演習課題:
**a.** 横型ブラインドの製造方法に関する本文のうち、「ヘッドボックスから複数本のラ」を含む語句で始まり「横型ブラインドの製造方法。」で終わる部分を、一字一句変えずに書き写してください。
**b.** 横型ブラインドの製造方法に関する本文について、次の問いに答えてください。
(i) 昇降コードは、スラットのどこに垂下されますか？
(ii) 各ラダーコードの各段の横糸は、何で形成されますか？
(iii) 横糸と他方の縦糸と交差部とによって囲まれる空間は、何と呼ばれていますか？

ページ本文:
====

(58)【調査した分野】(Int.Cl.,DB名)
ヘッドボックスから複数本のラダーコードを吊下支持し、前記各ラダーコードの一対の縦糸間に複数の段を形成する横糸を設け、各段の横糸にスラットをそれぞれ支持し、前記ヘッドボックスから垂下される複数本の昇降コードを前記スラットの前方及び後方の少なくともいずれかに垂下し、スラット駆動装置の動作により前記ラダーコードを介して前記スラットを回動操作可能とするとともに、前記昇降コードを昇降して前記スラットを昇降操作可能とした横型ブラインドの製造方法において、
前記各ラダーコードの各段の横糸を複数本ずつの横糸からなる一組の横糸で形成し、前記各組の横糸同士で交差部を形成しており、
前記交差部を一方の前記縦糸から他方の前記縦糸の方向に移動させて、前記横糸と一方の縦糸と前記交差部とによって囲まれるスラット挿通空間を拡げて、前記スラット挿通空間に対してスラットを挿通し、
前記横糸と他方の縦糸と前記交差部とによって囲まれる空間は、昇降コード挿通空間であり、前記各組の横糸は、前記交差部において、左右方向の交差位置を入れ替えており、前記昇降コード挿通空間に前記昇降コードを前記ラダーコードの左右方向から交互に挿通する
横型ブラインドの製造方法。

====

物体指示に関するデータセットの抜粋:
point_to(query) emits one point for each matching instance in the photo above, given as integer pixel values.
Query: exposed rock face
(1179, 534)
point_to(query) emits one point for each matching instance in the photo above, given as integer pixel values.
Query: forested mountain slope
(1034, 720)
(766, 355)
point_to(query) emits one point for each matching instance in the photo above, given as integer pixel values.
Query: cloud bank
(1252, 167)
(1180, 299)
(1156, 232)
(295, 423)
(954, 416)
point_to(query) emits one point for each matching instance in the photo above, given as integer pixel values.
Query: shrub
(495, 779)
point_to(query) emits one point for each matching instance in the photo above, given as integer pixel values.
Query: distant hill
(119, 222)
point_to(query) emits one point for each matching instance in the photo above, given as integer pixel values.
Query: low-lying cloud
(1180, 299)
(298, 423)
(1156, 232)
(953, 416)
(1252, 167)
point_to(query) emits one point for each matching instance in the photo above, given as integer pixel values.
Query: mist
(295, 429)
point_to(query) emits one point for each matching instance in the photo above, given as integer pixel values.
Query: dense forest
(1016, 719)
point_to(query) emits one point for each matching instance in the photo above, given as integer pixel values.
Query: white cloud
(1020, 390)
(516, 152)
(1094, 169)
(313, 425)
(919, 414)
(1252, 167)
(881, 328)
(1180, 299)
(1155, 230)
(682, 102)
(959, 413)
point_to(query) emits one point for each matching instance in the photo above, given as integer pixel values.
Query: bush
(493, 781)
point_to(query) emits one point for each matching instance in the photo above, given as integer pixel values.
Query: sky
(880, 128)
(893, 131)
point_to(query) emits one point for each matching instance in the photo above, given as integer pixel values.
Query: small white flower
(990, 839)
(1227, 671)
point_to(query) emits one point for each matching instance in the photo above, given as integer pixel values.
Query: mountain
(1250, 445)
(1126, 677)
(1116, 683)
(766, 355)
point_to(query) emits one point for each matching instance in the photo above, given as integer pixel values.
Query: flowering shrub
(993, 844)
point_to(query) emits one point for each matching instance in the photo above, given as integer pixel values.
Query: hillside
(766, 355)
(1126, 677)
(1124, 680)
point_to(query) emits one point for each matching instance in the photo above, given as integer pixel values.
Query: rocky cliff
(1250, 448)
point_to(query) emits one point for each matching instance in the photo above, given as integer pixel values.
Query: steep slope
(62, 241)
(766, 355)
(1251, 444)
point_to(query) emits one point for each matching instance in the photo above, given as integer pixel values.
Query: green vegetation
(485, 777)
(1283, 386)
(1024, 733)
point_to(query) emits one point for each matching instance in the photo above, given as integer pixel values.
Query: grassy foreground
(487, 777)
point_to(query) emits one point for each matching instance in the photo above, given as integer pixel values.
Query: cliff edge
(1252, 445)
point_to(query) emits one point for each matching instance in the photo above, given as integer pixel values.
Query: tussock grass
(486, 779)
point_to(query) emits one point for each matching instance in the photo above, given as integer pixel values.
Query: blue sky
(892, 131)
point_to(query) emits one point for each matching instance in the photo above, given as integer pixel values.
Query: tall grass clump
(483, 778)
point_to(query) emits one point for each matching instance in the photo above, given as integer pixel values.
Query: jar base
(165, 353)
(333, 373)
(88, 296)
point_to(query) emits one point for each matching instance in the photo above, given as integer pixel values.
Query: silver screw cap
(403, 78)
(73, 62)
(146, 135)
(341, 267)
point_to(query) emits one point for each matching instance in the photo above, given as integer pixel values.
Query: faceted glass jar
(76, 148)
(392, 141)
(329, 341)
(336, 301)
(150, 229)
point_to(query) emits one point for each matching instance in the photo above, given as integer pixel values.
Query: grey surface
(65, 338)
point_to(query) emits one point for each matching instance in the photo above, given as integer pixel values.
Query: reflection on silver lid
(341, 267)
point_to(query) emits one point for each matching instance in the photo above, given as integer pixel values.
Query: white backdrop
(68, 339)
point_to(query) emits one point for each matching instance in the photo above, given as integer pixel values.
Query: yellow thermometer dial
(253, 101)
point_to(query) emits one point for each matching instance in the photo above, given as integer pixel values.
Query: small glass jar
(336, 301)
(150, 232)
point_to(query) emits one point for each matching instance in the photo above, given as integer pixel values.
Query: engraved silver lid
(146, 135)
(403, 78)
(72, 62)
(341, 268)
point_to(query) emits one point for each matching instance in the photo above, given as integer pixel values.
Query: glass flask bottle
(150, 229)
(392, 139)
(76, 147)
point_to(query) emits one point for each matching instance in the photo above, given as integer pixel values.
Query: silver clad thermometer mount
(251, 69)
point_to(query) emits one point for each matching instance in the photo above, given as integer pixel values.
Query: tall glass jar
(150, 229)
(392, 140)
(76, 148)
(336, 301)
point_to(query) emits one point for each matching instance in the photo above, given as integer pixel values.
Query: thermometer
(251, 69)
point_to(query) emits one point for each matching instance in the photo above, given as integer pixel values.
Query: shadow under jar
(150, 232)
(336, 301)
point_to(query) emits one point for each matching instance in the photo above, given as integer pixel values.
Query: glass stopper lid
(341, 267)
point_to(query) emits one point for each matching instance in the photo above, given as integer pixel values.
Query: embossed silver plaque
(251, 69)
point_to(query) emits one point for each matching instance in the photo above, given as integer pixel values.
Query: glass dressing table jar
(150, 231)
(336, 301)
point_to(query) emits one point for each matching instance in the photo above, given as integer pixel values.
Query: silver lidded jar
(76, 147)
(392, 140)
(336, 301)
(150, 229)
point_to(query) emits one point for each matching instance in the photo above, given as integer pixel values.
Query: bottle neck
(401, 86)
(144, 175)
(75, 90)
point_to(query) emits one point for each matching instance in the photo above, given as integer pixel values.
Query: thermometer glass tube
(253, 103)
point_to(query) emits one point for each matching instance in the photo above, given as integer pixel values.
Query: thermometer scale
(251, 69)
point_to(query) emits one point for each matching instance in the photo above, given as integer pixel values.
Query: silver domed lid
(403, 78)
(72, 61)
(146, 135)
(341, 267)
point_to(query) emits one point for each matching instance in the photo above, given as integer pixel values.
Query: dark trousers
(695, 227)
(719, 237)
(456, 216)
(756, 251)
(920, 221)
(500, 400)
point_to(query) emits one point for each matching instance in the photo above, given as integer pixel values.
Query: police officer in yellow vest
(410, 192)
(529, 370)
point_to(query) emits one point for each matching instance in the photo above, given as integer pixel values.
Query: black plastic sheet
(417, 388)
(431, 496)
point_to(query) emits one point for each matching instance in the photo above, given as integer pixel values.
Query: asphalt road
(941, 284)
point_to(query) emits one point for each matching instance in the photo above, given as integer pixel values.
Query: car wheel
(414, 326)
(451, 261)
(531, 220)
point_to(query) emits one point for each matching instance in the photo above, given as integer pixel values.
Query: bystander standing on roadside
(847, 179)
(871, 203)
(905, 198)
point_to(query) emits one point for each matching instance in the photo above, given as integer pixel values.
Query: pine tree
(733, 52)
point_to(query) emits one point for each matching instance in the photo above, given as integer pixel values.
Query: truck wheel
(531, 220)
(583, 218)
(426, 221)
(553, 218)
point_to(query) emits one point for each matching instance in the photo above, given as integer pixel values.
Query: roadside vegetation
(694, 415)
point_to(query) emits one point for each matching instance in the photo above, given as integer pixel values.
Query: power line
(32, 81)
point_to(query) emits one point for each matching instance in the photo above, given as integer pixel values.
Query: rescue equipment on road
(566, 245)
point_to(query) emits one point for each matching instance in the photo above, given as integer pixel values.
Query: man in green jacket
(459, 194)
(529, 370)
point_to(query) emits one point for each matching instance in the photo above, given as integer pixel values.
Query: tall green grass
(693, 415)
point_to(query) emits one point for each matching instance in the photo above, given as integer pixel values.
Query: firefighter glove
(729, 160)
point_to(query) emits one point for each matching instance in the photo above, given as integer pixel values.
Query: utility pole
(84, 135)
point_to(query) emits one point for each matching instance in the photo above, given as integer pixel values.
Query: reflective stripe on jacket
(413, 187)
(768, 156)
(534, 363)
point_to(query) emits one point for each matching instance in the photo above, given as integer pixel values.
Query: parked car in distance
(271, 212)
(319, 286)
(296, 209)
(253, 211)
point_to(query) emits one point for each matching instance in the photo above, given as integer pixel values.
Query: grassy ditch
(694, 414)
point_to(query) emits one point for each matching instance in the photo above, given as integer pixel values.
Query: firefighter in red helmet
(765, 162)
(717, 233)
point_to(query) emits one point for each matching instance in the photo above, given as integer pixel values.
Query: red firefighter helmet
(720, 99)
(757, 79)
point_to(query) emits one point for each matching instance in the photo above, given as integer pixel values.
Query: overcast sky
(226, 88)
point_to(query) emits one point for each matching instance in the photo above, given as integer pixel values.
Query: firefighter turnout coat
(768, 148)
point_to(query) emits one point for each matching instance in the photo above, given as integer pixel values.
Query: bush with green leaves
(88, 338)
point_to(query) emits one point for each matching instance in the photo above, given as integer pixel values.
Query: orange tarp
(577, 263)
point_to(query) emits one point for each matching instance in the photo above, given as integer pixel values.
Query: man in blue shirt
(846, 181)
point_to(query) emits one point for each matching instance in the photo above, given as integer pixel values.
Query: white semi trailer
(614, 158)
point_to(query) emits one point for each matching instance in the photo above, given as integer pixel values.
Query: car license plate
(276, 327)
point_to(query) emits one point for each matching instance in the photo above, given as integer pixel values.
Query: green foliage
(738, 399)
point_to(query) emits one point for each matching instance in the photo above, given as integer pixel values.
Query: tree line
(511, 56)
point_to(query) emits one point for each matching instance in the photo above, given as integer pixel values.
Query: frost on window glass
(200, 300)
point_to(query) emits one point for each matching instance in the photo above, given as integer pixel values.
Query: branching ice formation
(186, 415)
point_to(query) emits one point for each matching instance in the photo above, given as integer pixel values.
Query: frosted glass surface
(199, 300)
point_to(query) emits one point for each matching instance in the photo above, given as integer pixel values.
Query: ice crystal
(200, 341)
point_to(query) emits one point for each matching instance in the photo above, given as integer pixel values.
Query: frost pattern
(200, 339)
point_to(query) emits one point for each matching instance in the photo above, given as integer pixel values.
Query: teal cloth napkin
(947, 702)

====

結果:
**a.**
ヘッドボックスから複数本のラダーコードを吊下支持し、前記各ラダーコードの一対の縦糸間に複数の段を形成する横糸を設け、各段の横糸にスラットをそれぞれ支持し、前記ヘッドボックスから垂下される複数本の昇降コードを前記スラットの前方及び後方の少なくともいずれかに垂下し、スラット駆動装置の動作により前記ラダーコードを介して前記スラットを回動操作可能とするとともに、前記昇降コードを昇降して前記スラットを昇降操作可能とした横型ブラインドの製造方法において、
前記各ラダーコードの各段の横糸を複数本ずつの横糸からなる一組の横糸で形成し、前記各組の横糸同士で交差部を形成しており、
前記交差部を一方の前記縦糸から他方の前記縦糸の方向に移動させて、前記横糸と一方の縦糸と前記交差部とによって囲まれるスラット挿通空間を拡げて、前記スラット挿通空間に対してスラットを挿通し、
前記横糸と他方の縦糸と前記交差部とによって囲まれる空間は、昇降コード挿通空間であり、前記各組の横糸は、前記交差部において、左右方向の交差位置を入れ替えており、前記昇降コード挿通空間に前記昇降コードを前記ラダーコードの左右方向から交互に挿通する
横型ブラインドの製造方法。

**b.**
(i) スラットの前方及び後方の少なくともいずれか
(ii) 複数本ずつの横糸からなる一組の横糸
(iii) 昇降コード挿通空間